WHAT TO DO:
1: Answer these from the build notes below, one line each:
(a) Which cce version goes with the WarpX module update on Frontier?
(b) Which two command-line options does g++ report as unrecognized?
(c) Which cuda version do the notes say NekRS on Summit needs?
2: Using the build notes below, say whether each statement is true. Answer yes or no and quote the words that settle it.
(a) The NekRS error on Frontier comes from hip flags being added to non-hip compilations.
(b) The issue was opened two months ago.
(c) For NekRS on Summit, the fix is to switch to an older cuda.
3: Carry on the build notes below, starting after their final line.

SOURCE:

▼▼▼

Open cyrush opened 10 months ago
Updates
WarpX on Frontier: Able to update to required modules from here https://warpx.readthedocs.io/en/latest/install/hpc/frontier.html#frontier-olcf but with cce/16.0.1
NekRS on Frontier: hip flags being added to non hip compilations leading to the following error
[ 12%] Building C object blt/tests/smoke/CMakeFiles/blt_hip_runtime_c_smoke.dir/blt_hip_runtime_c_smoke.c.o
cd /autofs/nccs-svm1_sw/summit/ums/ums010/2023_01/frontier/ascent_nekrs/build/camp-2022.10.1/blt/tests/smoke && /opt/cray/pe/craype/2.7.19/bin/CC -D__HIP_PLATFORM_AMD__=1 -D__HIP_PLATFORM_HCC__=1 -isystem /opt/rocm-5.3.0/include -isystem /opt/rocm-5.3.0/llvm/lib/clang/15.0.0/include/.. -Wall -Wextra -O3 -DNDEBUG -fPIE --rocm-path=/opt/rocm-5.3.0 -x hip --offload-arch=gfx90a -std=c++17 -MD -MT blt/tests/smoke/CMakeFiles/blt_hip_smoke.dir/blt_hip_smoke.cpp.o -MF CMakeFiles/blt_hip_smoke.dir/blt_hip_smoke.cpp.o.d -o CMakeFiles/blt_hip_smoke.dir/blt_hip_smoke.cpp.o -c /autofs/nccs-svm1_sw/summit/ums/ums010/2023_01/frontier/ascent_nekrs/camp-2022.10.1/extern/blt/tests/smoke/blt_hip_smoke.cpp
g++: error: unrecognized command-line option '--rocm-path=/opt/rocm-5.3.0'
g++: error: unrecognized command-line option '--offload-arch=gfx90a'
NekRS on Summit: Getting the following error, realized we need to use a newer cuda (cuda/11.1.1)

▲▲▲

ITEMS:
▼▼▼

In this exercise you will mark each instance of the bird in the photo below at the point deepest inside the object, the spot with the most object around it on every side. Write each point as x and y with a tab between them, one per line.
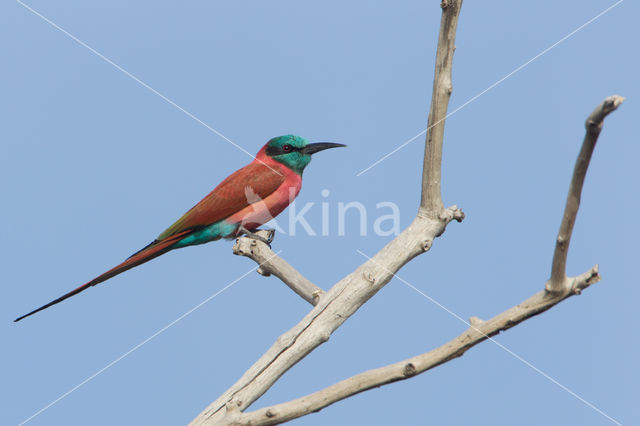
240	204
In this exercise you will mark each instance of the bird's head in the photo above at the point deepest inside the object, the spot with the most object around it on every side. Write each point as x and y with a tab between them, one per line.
293	151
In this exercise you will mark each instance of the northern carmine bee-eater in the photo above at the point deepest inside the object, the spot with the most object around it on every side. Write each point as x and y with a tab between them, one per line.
241	203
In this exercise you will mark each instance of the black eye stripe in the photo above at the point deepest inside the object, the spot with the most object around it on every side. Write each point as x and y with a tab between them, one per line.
284	149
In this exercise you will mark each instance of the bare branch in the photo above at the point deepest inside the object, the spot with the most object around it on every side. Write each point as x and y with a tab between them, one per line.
333	308
442	87
477	332
559	281
271	264
350	293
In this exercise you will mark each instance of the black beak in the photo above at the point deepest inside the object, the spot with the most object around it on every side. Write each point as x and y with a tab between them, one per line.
312	148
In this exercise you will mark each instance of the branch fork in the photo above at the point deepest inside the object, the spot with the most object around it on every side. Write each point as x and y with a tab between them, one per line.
332	308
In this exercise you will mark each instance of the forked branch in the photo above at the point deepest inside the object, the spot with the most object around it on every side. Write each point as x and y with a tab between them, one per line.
350	293
559	281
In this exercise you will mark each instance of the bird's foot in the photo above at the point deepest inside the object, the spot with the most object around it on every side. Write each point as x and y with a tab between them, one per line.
255	236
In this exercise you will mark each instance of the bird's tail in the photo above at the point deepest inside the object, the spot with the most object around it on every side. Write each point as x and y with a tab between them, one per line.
151	251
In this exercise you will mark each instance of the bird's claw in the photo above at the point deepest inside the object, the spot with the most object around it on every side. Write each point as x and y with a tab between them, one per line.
255	236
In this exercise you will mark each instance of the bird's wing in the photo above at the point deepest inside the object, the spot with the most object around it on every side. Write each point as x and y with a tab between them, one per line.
251	183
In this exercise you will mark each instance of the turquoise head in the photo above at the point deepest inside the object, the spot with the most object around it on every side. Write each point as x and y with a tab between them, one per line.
295	152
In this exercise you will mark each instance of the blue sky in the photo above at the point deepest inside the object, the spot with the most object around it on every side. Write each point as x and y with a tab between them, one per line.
94	166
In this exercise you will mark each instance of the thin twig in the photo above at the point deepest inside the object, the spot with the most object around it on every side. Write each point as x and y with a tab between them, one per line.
559	281
431	201
478	332
270	264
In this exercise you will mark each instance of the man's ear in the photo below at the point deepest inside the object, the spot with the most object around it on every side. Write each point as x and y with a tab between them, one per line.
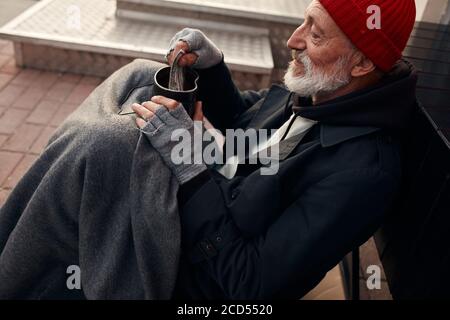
363	66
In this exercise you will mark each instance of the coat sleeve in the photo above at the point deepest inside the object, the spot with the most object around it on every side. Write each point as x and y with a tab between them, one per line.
291	255
222	101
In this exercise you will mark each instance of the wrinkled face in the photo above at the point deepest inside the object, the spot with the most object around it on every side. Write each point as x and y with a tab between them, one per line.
321	55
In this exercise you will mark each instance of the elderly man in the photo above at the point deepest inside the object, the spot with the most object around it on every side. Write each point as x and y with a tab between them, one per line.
104	211
347	100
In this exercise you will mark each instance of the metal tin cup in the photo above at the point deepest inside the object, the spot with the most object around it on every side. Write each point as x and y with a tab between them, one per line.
187	97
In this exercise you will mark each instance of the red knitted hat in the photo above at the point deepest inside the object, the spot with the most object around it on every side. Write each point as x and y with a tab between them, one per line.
382	46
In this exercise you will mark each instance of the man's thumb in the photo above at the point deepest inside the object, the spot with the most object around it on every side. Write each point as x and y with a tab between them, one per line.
198	111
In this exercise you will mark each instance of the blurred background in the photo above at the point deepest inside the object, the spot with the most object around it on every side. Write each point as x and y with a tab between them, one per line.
53	53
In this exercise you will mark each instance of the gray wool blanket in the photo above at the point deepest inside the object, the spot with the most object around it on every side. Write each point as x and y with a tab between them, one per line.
99	198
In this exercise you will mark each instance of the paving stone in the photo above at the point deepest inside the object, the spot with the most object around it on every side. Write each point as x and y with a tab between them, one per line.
71	77
10	93
80	93
30	98
10	67
4	59
11	119
63	112
4	194
46	80
91	80
9	161
44	112
3	138
26	77
60	91
5	79
19	171
7	49
23	138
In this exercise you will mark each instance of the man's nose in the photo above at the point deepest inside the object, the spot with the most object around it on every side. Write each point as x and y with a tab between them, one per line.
297	40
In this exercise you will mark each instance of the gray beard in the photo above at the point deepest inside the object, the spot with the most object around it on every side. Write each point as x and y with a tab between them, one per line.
314	81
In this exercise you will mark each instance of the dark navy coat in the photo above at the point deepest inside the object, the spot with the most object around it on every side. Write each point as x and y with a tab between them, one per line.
259	237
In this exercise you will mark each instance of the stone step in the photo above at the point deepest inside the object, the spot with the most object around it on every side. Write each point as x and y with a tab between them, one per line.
85	36
282	11
280	17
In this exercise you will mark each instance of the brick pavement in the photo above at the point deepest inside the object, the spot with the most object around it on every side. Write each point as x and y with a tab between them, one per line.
33	104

▲▲▲

THE REPLIES:
1:
(a) cce/16.0.1
(b) --rocm-path=/opt/rocm-5.3.0 and --offload-arch=gfx90a
(c) cuda/11.1.1

2:
(a) Yes: "hip flags being added to non hip compilations leading to the following error"
(b) No: "opened 10 months ago"
(c) No: "realized we need to use a newer cuda (cuda/11.1.1)"

3:
ptxas fatal : Unresolved extern function
from here https://github.com/LLNL/RAJA/blob/e78b1eb03cbcd9f954c9f54ea79b5f6f479bde45/include/RAJA/pattern/params/forall.hpp#L70
NekRS on Frontier building Camp:
[ 22%] Building CXX object blt/tests/smoke/CMakeFiles/blt_hip_smoke.dir/blt_hip_smoke.cpp.o
cd /autofs/nccs-svm1_sw/summit/ums/ums010/2023_01/frontier/ascent_nekrs/build/camp-2022.10.1/blt/tests/smoke && /opt/cray/pe/craype/2.7.19/bin/CC -D__HIP_PLATFORM_AMD__=1 -D__HIP_PLATFORM_HCC__=1 -isystem /opt/rocm-5.3.0/include -isystem /opt/rocm-5.3.0/llvm/lib/clang/15.0.0/include/.. -Wall -Wextra -O3 -DNDEBUG -fPIE --rocm-path=/opt/rocm-5.3.0 -x hip --offload-arch=gfx90a -std=c++17 -MD -MT blt/tests/smoke/CMakeFiles/blt_hip_smoke.dir/blt_hip_smoke.cpp.o -MF CMakeFiles/blt_hip_smoke.dir/blt_hip_smoke.cpp.o.d -o CMakeFiles/blt_hip_smoke.dir/blt_hip_smoke.cpp.o -c /autofs/nccs-svm1_sw/summit/ums/ums010/2023_01/frontier/ascent_nekrs/camp-2022.10.1/extern/blt/tests/smoke/blt_hip_smoke.cpp
g++: error: unrecognized command-line option '--rocm-path=/opt/rocm-5.3.0'
g++: error: unrecognized command-line option '--offload-arch=gfx90a'
make[2]: *** [blt/tests/smoke/CMakeFiles/blt_hip_smoke.dir/build.make:79: blt/tests/smoke/CMakeFiles/blt_hip_smoke.dir/blt_hip_smoke.cpp.o] Error 1
Bad news for gnu + hip on Frontier. Helpful info from our friend Ryan at OLCF: ..."the CC compiler wrapper for PrgEnv-gnu doesn't support HIP, because gcc (unlike clang) doesn't have support for HIP yet."
@mvictoras Unfortunately we haven't had the greatest success with these builds. We are road blocked on Frontier because the PrgEnv-gnu compiler wrappers do not support HIP. On Summit, I was able to get a build with a newer cuda version but the majority of my tests are failing with a cuda device error in vtkm.
@nicolemarsaglia I am able to run NekRS + Ascent on Frontier with the ascent module.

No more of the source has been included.